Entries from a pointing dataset
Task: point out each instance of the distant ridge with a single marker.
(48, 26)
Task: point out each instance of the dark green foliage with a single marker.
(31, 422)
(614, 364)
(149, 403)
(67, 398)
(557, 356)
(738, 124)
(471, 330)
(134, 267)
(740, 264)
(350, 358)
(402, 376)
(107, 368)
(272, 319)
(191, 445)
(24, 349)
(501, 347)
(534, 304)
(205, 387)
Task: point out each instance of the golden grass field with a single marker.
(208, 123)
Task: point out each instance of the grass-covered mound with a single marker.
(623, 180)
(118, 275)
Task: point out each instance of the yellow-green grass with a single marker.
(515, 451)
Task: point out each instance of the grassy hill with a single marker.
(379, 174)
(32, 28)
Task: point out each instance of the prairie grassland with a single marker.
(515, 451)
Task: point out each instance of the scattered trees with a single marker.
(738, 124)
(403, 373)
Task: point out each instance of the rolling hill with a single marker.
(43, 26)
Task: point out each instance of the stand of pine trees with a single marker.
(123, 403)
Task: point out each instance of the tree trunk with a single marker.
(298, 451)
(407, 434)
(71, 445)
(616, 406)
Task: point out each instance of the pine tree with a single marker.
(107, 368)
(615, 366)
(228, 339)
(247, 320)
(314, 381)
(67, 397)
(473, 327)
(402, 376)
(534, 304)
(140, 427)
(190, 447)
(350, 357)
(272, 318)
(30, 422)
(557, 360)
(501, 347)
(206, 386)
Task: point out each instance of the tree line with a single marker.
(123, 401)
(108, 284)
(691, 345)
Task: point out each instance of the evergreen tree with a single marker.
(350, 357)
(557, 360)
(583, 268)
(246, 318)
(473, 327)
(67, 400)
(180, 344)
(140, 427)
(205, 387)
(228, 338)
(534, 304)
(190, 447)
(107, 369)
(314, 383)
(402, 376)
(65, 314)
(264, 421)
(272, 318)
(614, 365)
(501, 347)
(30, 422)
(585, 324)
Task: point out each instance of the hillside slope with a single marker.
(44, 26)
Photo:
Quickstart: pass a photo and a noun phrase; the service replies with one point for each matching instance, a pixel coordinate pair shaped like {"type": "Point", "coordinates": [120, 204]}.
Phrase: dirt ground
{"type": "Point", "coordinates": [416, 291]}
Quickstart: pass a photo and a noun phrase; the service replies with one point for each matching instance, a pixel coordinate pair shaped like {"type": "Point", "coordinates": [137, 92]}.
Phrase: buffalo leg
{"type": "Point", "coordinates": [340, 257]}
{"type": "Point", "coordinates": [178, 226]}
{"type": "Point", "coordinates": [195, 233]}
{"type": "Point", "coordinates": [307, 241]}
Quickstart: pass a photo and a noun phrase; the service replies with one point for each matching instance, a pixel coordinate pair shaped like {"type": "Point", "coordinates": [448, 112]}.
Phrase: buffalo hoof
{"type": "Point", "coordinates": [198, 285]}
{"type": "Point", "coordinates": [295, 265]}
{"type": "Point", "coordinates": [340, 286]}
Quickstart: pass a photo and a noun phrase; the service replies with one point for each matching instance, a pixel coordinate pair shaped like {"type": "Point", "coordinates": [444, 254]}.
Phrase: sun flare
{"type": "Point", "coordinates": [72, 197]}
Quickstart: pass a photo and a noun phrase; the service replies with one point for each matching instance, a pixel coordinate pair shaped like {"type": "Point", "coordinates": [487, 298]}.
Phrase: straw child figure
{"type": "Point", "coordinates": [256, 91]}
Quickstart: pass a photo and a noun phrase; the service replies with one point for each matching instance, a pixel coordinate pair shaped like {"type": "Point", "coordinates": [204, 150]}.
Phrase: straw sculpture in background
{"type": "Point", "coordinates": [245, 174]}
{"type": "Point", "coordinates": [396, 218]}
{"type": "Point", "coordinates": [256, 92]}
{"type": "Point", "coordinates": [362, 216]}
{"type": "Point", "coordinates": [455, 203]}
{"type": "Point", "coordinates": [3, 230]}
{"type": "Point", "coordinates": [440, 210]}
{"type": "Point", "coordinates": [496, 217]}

**What you are asked to do:** Pick out each line of the records above that contains the string "matching". Treat uppercase and lowercase as different.

**Answer to the task:**
Quickstart: pass a photo and a noun phrase; the service replies with one point for each matching instance, a pixel coordinate pair shaped like {"type": "Point", "coordinates": [120, 204]}.
Quickstart: pass a photo and a noun phrase; the service replies with one point for each matching instance, a pixel coordinate pair shaped like {"type": "Point", "coordinates": [137, 92]}.
Quickstart: pass a photo and a noun phrase; the service replies with one point for each matching instance, a pixel coordinate pair shaped like {"type": "Point", "coordinates": [448, 112]}.
Quickstart: pass a photo and a noun phrase; the service replies with one point for each matching instance, a pixel coordinate pair shaped like {"type": "Point", "coordinates": [444, 254]}.
Quickstart: pass a photo and a noun phrase; the service replies with one point for each matching instance, a pixel coordinate pair shaped like {"type": "Point", "coordinates": [487, 298]}.
Quickstart: pass a photo and a noun phrase; the service replies with one point for each matching instance, a pixel coordinate pair shaped like {"type": "Point", "coordinates": [204, 150]}.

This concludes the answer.